▶ _Document_:
=-=-=-=-=

Le roman critique sans complaisance une société marocaine traditionnelle soumise aux règles religieuses où l’individu est dans l’incapacité d’être lui-même et dans l’obligation de se soumettre aux normes sociales établies. La misogynie et la condition de la femme parcourent le texte de part en part : la femme n’est rien, elle procrée, elle vit dans l’ombre de l’homme. « Tu viens après quinze ans de mariage de me donner un enfant, c’est un garçon, c’est mon premier enfant », dit Hadj Souleiman à sa femme, alors qu’il a déjà sept filles. « Etre femme est une infirmité naturelle dont tout le monde s'accommode. Etre homme est une illusion et une violence que tout justifie et privilégie. ». Autres thèmes abordés dans « L’enfant de sable » :l’identité, la quête de soi, la sexualité.

=-=-=-=-=

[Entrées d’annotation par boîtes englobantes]
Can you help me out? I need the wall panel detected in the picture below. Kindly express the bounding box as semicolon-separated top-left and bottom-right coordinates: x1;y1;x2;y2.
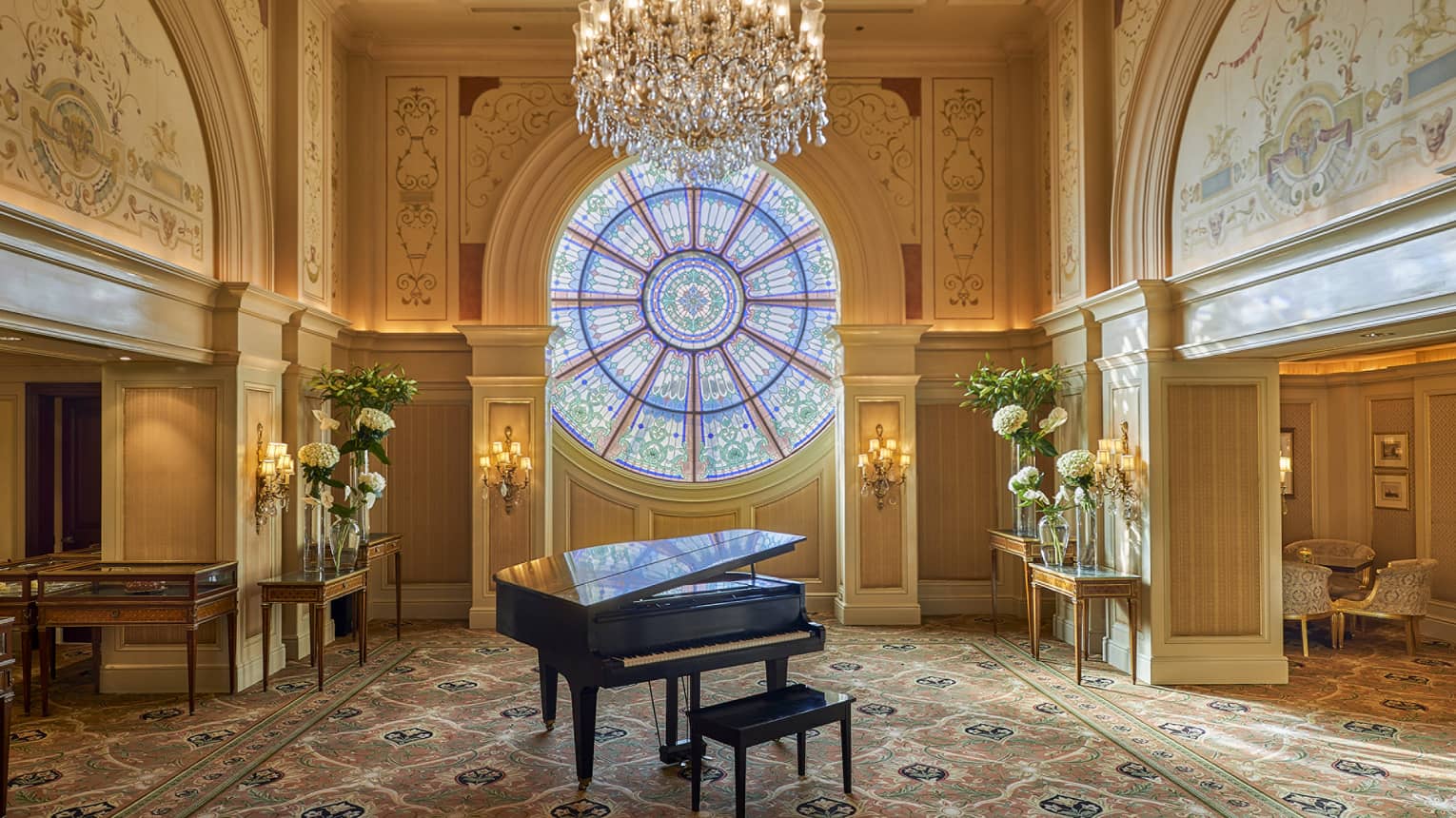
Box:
384;400;479;584
915;403;1001;579
1165;384;1264;636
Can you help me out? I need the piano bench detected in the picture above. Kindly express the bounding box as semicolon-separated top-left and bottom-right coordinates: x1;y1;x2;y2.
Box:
687;684;855;818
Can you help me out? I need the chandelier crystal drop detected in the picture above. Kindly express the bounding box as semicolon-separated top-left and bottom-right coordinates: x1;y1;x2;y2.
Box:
572;0;829;184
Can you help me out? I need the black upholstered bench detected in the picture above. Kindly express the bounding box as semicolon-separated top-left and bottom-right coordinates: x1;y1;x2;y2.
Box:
687;684;855;818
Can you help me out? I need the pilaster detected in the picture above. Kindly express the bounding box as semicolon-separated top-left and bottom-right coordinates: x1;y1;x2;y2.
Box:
835;324;928;624
456;326;556;629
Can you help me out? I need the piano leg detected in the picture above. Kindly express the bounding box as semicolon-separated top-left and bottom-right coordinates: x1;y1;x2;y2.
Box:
763;656;789;690
566;680;597;789
536;659;556;730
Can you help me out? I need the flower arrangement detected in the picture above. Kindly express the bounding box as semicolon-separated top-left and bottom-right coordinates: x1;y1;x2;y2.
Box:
1057;448;1098;510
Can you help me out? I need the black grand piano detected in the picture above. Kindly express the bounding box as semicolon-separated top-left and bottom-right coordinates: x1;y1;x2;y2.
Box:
495;528;824;789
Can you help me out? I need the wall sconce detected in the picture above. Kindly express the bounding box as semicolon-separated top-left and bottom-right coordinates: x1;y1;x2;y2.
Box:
859;423;910;510
253;423;293;532
1096;420;1137;525
481;426;531;514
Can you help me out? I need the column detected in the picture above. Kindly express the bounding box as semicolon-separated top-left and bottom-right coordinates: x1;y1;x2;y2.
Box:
835;324;928;624
456;326;556;629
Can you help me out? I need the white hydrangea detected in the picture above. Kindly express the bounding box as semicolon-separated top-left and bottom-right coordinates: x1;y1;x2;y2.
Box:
992;403;1027;438
1057;448;1096;480
360;472;384;495
357;409;395;434
299;442;339;469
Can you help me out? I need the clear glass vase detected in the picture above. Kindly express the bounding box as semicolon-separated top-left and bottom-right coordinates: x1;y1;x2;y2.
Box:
1076;505;1102;568
330;516;360;571
1011;441;1036;537
1036;514;1072;565
303;492;332;574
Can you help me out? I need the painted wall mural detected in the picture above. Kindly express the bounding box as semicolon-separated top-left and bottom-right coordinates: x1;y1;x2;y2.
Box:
932;79;996;319
1053;3;1082;304
1112;0;1163;144
1172;0;1456;274
300;3;329;304
384;77;448;321
0;0;212;275
222;0;272;139
460;77;577;242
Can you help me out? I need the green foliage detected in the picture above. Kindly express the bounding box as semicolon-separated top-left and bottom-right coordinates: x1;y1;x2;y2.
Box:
308;364;420;420
955;352;1067;413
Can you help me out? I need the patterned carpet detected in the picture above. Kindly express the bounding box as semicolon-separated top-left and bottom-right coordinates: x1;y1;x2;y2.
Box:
9;618;1456;818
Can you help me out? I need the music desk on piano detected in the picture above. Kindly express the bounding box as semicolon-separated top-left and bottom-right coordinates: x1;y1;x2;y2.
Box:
495;528;824;789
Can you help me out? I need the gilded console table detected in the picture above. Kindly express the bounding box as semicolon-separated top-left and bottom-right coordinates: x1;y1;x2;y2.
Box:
986;528;1041;637
258;564;374;692
0;552;101;716
35;562;237;716
1030;562;1142;684
358;533;404;639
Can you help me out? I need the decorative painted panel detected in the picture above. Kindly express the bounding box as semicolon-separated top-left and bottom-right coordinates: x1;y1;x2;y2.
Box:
329;51;348;310
0;0;212;275
1165;384;1264;636
932;79;996;319
824;77;920;244
460;77;577;242
384;77;450;321
222;0;272;138
549;165;838;482
1112;0;1163;143
299;2;329;304
1172;0;1456;274
1052;3;1083;304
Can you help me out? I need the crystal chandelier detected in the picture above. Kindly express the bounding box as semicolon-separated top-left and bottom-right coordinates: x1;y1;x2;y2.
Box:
572;0;829;184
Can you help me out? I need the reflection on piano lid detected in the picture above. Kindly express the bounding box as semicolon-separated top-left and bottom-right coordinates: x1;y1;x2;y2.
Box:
495;528;804;612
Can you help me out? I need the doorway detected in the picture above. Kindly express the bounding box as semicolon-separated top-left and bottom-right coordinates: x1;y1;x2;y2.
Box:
25;382;102;556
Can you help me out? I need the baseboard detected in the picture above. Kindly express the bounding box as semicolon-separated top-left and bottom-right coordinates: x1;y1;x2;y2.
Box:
835;599;920;624
1137;655;1289;684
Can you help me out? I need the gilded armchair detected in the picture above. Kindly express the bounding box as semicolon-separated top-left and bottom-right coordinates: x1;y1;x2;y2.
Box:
1335;559;1436;656
1284;562;1344;656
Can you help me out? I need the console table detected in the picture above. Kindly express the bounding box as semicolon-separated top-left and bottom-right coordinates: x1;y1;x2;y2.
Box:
35;562;237;716
986;528;1041;639
0;552;101;716
0;615;14;815
1028;562;1142;684
258;564;373;692
358;532;404;639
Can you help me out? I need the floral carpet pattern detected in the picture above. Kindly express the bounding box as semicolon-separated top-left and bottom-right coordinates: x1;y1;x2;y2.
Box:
9;618;1456;818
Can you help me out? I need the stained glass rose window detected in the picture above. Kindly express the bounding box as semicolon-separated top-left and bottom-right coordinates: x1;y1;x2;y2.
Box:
550;165;838;482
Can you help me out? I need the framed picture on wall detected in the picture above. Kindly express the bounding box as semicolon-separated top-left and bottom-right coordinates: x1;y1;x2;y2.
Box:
1374;475;1411;510
1374;434;1411;469
1278;429;1294;497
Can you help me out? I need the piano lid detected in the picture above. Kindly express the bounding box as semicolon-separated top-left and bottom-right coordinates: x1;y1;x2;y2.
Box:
495;528;805;613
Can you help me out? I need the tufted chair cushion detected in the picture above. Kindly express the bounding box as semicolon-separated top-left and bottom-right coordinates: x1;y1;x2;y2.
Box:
1284;538;1374;562
1333;559;1436;615
1283;562;1329;615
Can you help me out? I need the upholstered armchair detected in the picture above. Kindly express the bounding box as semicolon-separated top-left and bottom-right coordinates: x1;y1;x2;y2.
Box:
1284;538;1374;599
1335;559;1436;656
1284;562;1346;656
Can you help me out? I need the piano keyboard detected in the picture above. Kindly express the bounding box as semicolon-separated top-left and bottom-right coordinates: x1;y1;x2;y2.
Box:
620;631;814;668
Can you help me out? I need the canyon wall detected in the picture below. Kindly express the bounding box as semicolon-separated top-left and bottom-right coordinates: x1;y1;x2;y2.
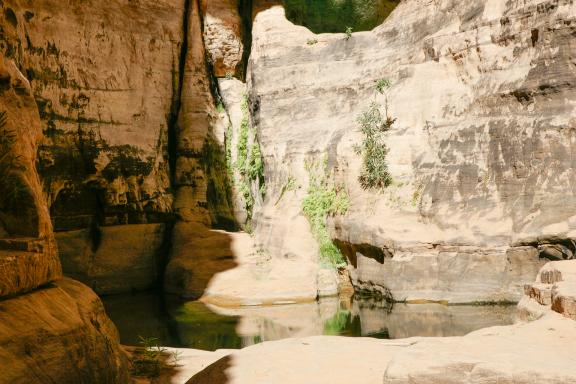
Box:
0;0;576;302
248;0;576;302
0;55;128;384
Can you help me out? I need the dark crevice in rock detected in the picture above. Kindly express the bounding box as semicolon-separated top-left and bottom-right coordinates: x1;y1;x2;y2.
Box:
511;236;576;261
334;239;393;268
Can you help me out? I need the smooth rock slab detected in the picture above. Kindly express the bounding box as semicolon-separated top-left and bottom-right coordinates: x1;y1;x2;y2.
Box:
0;279;129;384
188;314;576;384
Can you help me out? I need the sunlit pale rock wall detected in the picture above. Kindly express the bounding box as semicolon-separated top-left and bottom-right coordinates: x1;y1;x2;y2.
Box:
248;0;576;302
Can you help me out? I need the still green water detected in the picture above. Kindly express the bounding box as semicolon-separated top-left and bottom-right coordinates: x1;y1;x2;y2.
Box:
103;293;516;351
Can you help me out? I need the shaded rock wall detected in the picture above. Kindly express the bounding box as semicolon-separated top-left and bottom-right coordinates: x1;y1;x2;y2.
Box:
0;55;128;384
0;0;185;293
0;56;62;297
0;279;129;384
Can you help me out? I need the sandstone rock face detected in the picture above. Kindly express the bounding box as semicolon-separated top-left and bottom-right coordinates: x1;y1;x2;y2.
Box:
0;0;185;292
0;55;62;297
56;224;168;294
204;0;244;77
164;1;241;298
188;314;576;384
248;0;576;302
0;279;128;384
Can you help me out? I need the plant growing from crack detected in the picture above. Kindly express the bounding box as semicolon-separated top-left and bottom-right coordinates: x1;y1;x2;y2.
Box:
302;159;350;268
354;79;395;190
344;27;352;40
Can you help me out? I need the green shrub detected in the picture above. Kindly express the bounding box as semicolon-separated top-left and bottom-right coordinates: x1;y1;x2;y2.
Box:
302;158;350;268
355;79;395;190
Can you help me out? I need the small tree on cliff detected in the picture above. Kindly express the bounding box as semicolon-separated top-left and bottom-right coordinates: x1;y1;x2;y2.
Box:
355;79;396;190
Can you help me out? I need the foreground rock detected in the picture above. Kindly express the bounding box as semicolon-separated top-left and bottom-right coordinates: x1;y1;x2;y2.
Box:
518;260;576;320
0;55;62;297
188;314;576;384
0;279;129;384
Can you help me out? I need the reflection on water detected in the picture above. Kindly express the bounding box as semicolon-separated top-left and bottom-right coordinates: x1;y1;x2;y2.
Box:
103;293;516;350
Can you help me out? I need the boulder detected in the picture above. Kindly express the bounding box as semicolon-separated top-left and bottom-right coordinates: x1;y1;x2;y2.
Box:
0;279;129;384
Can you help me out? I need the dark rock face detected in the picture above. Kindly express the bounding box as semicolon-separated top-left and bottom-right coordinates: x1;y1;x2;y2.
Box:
0;0;184;231
0;279;129;384
0;56;62;297
282;0;400;33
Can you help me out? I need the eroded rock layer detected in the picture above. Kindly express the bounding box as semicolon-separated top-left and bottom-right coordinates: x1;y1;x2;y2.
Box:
248;0;576;302
0;279;129;384
0;55;62;297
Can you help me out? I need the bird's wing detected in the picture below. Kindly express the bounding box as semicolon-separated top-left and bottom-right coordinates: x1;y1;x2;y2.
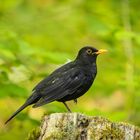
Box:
33;68;85;107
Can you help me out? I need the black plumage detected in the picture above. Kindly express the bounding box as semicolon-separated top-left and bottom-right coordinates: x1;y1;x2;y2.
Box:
5;46;106;124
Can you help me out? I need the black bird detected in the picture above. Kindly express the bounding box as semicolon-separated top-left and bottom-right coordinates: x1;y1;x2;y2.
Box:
5;46;106;124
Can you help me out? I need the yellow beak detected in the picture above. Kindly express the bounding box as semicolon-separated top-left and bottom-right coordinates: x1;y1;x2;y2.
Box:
96;49;108;54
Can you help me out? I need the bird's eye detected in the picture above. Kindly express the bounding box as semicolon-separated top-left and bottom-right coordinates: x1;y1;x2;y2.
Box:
86;49;92;54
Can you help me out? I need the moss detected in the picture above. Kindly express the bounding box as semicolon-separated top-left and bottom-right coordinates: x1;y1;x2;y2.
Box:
27;127;41;140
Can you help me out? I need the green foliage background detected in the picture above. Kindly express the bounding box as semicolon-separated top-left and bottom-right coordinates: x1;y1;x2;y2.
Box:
0;0;140;140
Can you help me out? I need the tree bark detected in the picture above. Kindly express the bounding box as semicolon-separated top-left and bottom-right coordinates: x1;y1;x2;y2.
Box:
28;113;140;140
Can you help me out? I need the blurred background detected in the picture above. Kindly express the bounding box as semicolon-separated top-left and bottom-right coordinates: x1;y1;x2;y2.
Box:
0;0;140;140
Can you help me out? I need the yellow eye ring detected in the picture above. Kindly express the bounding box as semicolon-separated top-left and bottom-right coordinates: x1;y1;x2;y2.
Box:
86;49;92;55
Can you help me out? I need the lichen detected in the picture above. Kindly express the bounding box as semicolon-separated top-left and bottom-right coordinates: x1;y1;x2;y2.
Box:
28;113;140;140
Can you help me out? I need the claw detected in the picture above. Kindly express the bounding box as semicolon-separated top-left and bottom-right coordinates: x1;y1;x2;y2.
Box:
73;99;77;104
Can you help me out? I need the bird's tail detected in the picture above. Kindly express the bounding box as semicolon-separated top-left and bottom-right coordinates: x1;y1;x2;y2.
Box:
5;94;40;124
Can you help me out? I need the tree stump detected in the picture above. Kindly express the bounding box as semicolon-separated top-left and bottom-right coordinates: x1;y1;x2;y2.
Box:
28;113;140;140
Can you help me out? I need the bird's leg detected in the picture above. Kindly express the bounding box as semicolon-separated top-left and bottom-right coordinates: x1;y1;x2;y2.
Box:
73;99;77;104
63;102;71;112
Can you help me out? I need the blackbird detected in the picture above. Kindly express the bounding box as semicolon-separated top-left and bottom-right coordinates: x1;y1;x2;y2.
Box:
5;46;106;124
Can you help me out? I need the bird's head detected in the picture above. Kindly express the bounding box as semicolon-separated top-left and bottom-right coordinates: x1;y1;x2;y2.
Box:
76;46;107;64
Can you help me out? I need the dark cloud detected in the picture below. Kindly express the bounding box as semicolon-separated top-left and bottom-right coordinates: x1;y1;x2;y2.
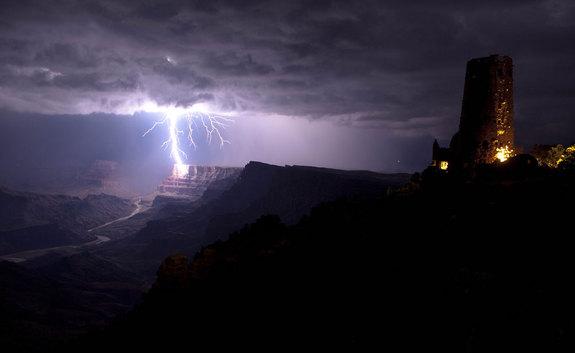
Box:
0;0;575;148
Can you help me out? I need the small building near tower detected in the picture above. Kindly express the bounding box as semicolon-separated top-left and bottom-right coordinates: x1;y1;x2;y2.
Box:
431;140;451;170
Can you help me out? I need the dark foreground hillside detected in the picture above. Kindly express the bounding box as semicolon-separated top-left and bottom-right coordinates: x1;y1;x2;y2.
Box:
67;168;575;352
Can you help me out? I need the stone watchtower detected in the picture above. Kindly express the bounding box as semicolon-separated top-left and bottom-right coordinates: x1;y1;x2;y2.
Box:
450;55;514;168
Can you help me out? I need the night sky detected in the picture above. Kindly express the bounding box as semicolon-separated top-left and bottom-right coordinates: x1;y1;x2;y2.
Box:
0;0;575;171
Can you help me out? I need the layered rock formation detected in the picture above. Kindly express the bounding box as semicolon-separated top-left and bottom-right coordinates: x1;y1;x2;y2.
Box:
158;165;242;199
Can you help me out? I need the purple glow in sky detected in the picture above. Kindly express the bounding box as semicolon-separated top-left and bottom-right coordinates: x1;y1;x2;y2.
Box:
0;0;575;170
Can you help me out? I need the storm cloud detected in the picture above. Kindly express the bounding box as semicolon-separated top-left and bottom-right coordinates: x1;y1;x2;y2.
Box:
0;0;575;170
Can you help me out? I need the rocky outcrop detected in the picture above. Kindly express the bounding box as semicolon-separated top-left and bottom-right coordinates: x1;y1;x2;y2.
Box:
158;165;242;200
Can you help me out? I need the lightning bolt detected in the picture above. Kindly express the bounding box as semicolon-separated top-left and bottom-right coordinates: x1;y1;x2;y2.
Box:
142;108;234;177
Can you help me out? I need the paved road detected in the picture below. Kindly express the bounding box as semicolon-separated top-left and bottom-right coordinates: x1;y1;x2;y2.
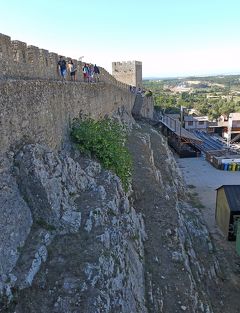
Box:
177;157;240;233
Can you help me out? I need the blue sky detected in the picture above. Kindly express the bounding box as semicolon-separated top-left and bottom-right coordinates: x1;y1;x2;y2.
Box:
0;0;240;77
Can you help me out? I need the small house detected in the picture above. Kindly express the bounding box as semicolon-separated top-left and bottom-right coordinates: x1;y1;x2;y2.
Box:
184;115;209;131
215;185;240;240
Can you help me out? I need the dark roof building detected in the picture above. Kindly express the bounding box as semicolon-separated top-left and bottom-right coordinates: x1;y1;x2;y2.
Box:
215;185;240;240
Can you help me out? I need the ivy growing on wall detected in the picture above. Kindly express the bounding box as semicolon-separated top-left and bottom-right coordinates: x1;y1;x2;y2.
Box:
71;118;132;191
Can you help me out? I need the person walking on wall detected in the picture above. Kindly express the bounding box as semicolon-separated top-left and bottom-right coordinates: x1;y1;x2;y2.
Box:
58;56;67;80
68;60;77;81
82;63;89;83
93;64;100;82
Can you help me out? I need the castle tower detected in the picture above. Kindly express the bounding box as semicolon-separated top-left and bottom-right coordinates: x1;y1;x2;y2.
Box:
112;61;142;88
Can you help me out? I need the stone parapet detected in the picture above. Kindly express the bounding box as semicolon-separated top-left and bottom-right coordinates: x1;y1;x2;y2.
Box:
0;33;129;89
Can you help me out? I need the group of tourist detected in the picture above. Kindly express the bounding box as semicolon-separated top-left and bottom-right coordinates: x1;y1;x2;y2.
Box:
58;56;100;83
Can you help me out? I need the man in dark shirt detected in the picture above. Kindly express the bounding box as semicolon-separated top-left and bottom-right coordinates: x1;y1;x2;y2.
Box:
58;57;67;80
93;64;100;82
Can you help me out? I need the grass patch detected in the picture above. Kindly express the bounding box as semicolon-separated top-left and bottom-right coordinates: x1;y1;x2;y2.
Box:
187;185;196;189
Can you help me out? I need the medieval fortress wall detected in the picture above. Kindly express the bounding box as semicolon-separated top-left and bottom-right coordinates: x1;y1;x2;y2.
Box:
0;34;135;154
112;61;142;88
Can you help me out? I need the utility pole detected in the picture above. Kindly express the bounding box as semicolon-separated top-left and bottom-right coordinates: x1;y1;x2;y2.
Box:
227;115;232;149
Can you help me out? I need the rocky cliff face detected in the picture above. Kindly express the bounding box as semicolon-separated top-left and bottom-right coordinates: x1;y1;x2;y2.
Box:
0;109;237;313
0;138;146;313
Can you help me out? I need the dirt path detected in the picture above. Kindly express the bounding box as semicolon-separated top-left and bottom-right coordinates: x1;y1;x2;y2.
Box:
129;123;240;313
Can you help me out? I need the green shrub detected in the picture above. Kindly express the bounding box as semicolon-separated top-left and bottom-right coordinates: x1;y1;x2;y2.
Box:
71;118;132;191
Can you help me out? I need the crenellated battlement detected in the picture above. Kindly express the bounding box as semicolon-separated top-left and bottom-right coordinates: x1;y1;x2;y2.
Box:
112;61;142;88
0;33;129;89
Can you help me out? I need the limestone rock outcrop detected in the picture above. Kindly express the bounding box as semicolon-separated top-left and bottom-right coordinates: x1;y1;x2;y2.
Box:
1;144;146;313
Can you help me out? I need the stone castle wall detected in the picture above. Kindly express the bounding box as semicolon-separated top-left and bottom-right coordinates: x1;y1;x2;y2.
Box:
0;34;135;154
112;61;142;88
0;33;128;89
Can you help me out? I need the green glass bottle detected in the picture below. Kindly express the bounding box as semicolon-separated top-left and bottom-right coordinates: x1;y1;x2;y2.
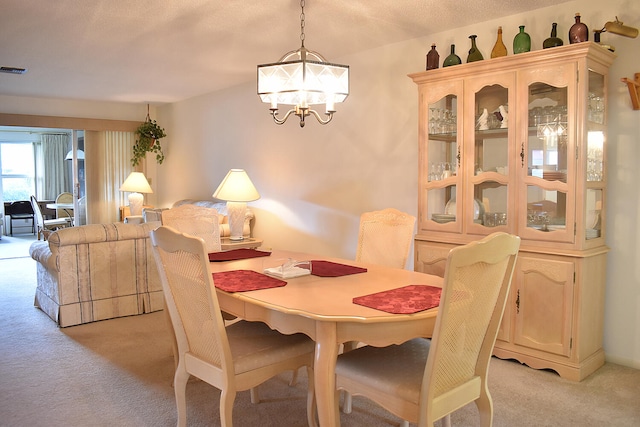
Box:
542;22;563;49
513;25;531;54
467;34;484;62
442;44;462;67
427;43;440;70
491;27;507;58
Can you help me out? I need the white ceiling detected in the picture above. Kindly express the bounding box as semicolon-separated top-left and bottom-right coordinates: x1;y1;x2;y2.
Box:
0;0;562;104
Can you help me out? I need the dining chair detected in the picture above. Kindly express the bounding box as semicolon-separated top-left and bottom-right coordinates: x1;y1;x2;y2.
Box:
4;200;36;236
356;208;416;268
343;208;416;404
335;232;520;427
150;226;316;427
56;192;73;223
161;204;222;253
31;196;69;240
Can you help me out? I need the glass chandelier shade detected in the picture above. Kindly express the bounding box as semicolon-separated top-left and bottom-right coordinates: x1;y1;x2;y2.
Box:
258;1;349;127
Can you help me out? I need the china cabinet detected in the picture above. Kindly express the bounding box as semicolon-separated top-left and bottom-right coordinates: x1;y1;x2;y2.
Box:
409;42;615;380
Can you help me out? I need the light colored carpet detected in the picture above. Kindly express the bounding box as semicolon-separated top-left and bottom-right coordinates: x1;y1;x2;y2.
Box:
0;252;640;427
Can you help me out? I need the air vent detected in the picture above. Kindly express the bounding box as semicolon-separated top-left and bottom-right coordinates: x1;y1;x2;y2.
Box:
0;67;27;74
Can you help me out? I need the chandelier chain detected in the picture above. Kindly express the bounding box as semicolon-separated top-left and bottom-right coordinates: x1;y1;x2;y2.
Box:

=-=-=-=-=

▶ _Consigne 1_:
Recopiez le passage du texte sur « L’enfant de sable » qui commence par « Le roman critique » et va jusqu’à « soi, la sexualité. ».
▶ _Consigne 2_:
Relevez chaque ligne de la liste où figure le mot « gilded ».

▶ _Réponse 1_:
Le roman critique sans complaisance une société marocaine traditionnelle soumise aux règles religieuses où l’individu est dans l’incapacité d’être lui-même et dans l’obligation de se soumettre aux normes sociales établies. La misogynie et la condition de la femme parcourent le texte de part en part : la femme n’est rien, elle procrée, elle vit dans l’ombre de l’homme. « Tu viens après quinze ans de mariage de me donner un enfant, c’est un garçon, c’est mon premier enfant », dit Hadj Souleiman à sa femme, alors qu’il a déjà sept filles. « Etre femme est une infirmité naturelle dont tout le monde s'accommode. Etre homme est une illusion et une violence que tout justifie et privilégie. ». Autres thèmes abordés dans « L’enfant de sable » :l’identité, la quête de soi, la sexualité.

▶ _Réponse 2_:
Can you help me out? I need the gilded console table detected in the picture above. Kindly express the bounding box as semicolon-separated top-left and bottom-right coordinates: x1;y1;x2;y2.
Can you help me out? I need the gilded armchair detected in the picture above. Kindly express the bounding box as semicolon-separated top-left and bottom-right coordinates: x1;y1;x2;y2.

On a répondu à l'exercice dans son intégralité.